**課題一覧**
A) 資料のあらすじのうち「犯人は、幽霊なのか」で始まる段落を、主な事実を残したまま箇条書きにまとめなさい。
B) 次の(i)～(iii)の文は資料の内容と合っているか。それぞれ「はい」か「いいえ」で答え、判断の根拠となる資料の語句をそのまま引用しなさい。
(i) 『幽麗塔』は全9巻で完結している。
(ii) 物語の舞台は東京である。
(iii) shunさんはこの作品に8点をつけている。
C) 資料のレビューでは、この作品が「サスペンスとしてかなり物足りない」と述べられている。評者がそう感じる理由を、資料に書かれている範囲で1～3文で説明しなさい。

**資料**
::::
ホーム > 青年漫画 > ビッグコミックスペリオール > 幽麗塔

7.6点(レビュー数:5人)

作者乃木坂太郎

巻数9巻 (完結)

連載誌ビッグコミックスペリオール:2011年~ / 小学館

更新時刻 2011-12-03 00:14:19

あらすじ 犯人は、幽霊なのか、人なのか……時は昭和29年、舞台は神戸。ニートの天野は、幽霊塔と呼ばれる時計塔で、白い何者かに襲われ死の寸前、謎の美青年・テツオに救われる。テツオは曰く「幽霊塔の財宝探しを手伝えば、金も名誉も手に入る」。しかしテツオの正体は、男を装う女であり、その名も偽名であった……

シェア
Check

幽麗塔のレビュー

点数別:
1件~ 5件を表示/全5 件

6点 shunさん

[ネタバレあり]

評価することが難しい作品。
終始一貫した敵である死番虫の不気味さや、強敵さを終盤まで構築できたのに、
二話ほどで手放す謎展開。まるで死番虫の正体が消去法で決まってバツが悪いかのような幕引き方。
終盤から性的マイノリティの話にシフトチェンジして誤魔化しているような印象で、
サスペンスとしてかなり物足りない。中盤も必要性を感じないケシ栽培の村の話でダレるし、
週間連載が故のブレなのかなと感じた。

絵は少しだけ癖があるが、全体的に妖艶で迫力のある絵柄。
背景やその他の描写も舞台装置としては十分に機能している。

かなり頻繁にトンデモ展開を混ぜてくるが、全ては状況をつくり上げるためと割り切っている印象。
24時間潜伏する薬物で、時間内に解毒剤を・・・とか、
実は誰々は血が繋がっていて・・・とか、
サスペンスにありがちなストーリーとトンデモなファンタジーを散りばめた世界観に、
いい加減にしろと思わなくもない。
::::
**データ**
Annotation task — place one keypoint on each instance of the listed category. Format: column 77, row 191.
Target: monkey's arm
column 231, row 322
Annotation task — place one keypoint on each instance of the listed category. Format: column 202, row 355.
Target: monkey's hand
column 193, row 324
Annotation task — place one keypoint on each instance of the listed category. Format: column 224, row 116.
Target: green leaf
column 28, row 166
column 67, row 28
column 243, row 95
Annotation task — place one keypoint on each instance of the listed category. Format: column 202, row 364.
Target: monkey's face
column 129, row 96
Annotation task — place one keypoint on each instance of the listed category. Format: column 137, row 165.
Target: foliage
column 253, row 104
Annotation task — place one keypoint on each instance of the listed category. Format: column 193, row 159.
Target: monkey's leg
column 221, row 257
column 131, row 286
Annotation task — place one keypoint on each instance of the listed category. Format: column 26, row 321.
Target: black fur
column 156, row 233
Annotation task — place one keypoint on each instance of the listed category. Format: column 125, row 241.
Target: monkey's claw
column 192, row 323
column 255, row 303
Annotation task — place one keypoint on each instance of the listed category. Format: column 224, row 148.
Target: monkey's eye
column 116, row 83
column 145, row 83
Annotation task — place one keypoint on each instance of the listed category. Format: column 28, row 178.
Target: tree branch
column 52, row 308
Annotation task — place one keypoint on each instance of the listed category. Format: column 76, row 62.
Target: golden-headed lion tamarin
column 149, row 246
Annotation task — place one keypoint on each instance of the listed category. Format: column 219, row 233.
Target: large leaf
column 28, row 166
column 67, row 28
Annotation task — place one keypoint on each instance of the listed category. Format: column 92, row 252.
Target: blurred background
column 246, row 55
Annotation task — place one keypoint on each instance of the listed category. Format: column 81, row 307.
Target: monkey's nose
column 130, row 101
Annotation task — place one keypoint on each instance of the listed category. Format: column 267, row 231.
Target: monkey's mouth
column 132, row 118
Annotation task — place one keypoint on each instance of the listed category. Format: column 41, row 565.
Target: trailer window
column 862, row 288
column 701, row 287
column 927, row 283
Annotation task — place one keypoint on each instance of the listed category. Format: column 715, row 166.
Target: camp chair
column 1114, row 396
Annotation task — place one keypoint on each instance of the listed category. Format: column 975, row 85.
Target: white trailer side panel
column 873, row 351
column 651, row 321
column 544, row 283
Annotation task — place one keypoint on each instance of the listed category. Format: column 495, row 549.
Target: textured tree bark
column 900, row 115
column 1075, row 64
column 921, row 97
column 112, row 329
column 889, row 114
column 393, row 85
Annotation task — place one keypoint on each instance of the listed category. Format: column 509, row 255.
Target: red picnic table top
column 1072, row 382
::::
**正解**
A)
・時代は昭和29年、舞台は神戸である。
・ニートの天野は、幽霊塔と呼ばれる時計塔で白い何者かに襲われる。死の寸前に、謎の美青年・テツオに救われる。
・テツオは「幽霊塔の財宝探しを手伝えば、金も名誉も手に入る」と言う。
・テツオの正体は男を装う女であり、その名も偽名である。

B)
(i) はい　「巻数9巻 (完結)」
(ii) いいえ　「舞台は神戸」
(iii) いいえ　「6点 shunさん」

C) 評者は、終盤まで不気味で強敵として描いてきた死番虫を二話ほどで手放しており、正体が消去法で決まったかのような幕引きになっていると見ている。さらに、終盤から性的マイノリティの話に移ることで、ごまかしているような印象を受けたからである。